WHAT YOU NEED TO DO
Convert the rows from the line containing "Task: a point for each instance of the cemetery" up to and including the line containing "pixel 186 183" into a JSON list of strings, with one string per line and no blank lines.

Start of INPUT MATERIAL

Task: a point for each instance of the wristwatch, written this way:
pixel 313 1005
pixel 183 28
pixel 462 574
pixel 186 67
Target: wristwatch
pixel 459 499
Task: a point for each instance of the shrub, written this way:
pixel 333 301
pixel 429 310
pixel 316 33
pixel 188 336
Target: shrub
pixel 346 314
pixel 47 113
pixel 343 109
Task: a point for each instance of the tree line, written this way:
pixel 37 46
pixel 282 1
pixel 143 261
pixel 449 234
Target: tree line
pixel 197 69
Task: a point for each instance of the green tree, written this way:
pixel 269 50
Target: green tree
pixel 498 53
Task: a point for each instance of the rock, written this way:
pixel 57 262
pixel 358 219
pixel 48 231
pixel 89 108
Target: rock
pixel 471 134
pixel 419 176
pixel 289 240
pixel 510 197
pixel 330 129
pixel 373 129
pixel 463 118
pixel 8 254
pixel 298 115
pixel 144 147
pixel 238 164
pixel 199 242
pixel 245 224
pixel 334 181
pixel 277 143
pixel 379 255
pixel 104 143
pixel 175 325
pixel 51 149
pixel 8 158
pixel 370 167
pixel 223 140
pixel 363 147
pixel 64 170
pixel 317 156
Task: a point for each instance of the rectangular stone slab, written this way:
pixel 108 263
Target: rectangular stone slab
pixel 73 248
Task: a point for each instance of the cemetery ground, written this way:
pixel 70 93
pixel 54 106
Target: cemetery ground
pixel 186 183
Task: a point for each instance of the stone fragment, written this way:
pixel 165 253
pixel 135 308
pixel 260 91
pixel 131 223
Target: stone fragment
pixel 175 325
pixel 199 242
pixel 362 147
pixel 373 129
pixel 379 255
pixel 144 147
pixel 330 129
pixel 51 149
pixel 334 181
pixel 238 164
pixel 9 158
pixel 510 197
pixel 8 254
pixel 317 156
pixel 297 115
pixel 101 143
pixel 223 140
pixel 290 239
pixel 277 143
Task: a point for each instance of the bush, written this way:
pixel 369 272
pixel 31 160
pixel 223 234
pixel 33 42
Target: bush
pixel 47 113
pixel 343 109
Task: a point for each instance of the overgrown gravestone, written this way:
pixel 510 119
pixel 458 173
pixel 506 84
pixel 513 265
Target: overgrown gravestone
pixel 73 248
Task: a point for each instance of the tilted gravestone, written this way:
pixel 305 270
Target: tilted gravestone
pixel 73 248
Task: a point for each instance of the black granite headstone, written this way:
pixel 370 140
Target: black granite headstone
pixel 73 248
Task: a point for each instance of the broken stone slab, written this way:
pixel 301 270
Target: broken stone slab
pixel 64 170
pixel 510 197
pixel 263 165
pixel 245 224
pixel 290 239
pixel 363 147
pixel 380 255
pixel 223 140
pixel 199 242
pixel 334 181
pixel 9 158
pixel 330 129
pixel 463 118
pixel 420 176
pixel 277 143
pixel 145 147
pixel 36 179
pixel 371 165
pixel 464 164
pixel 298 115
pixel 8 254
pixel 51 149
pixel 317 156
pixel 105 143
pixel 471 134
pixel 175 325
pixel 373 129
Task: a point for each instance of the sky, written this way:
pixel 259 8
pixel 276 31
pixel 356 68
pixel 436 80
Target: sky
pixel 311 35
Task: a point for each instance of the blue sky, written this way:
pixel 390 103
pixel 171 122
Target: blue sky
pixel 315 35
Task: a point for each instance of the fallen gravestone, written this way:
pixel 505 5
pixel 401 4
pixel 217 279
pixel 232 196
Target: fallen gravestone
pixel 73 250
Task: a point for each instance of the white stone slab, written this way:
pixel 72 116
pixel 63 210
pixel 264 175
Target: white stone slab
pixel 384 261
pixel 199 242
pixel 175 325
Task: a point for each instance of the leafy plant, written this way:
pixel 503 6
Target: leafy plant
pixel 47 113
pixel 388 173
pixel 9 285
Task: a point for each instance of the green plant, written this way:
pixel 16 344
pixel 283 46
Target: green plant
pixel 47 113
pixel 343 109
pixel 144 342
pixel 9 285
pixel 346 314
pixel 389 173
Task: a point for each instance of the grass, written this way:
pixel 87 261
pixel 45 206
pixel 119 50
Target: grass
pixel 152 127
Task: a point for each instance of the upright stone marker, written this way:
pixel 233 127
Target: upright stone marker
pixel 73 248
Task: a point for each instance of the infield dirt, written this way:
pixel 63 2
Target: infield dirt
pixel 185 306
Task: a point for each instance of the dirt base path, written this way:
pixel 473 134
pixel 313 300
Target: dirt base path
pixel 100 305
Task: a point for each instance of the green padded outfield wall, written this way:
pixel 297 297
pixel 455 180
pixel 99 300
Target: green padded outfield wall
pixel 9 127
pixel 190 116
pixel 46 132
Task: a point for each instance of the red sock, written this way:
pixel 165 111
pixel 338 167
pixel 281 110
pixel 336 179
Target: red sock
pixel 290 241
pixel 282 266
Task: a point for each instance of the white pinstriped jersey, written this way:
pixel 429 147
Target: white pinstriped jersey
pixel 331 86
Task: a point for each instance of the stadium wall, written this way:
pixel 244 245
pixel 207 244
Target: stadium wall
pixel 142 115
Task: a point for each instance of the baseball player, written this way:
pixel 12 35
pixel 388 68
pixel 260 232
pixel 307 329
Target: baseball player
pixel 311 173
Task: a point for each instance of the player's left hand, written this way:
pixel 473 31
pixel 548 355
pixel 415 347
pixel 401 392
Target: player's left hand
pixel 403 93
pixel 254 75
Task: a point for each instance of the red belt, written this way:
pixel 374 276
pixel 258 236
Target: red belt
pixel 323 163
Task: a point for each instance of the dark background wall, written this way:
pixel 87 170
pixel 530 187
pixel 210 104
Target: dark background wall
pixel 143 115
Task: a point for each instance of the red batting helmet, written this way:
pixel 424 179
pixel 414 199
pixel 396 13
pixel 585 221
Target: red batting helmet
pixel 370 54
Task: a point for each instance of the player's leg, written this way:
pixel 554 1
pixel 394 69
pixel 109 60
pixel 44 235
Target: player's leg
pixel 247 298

End of INPUT MATERIAL

REPLY
[
  "Task: a point for each instance of the cemetery ground, written this way:",
  "pixel 70 93",
  "pixel 54 106",
  "Target: cemetery ground",
  "pixel 186 183"
]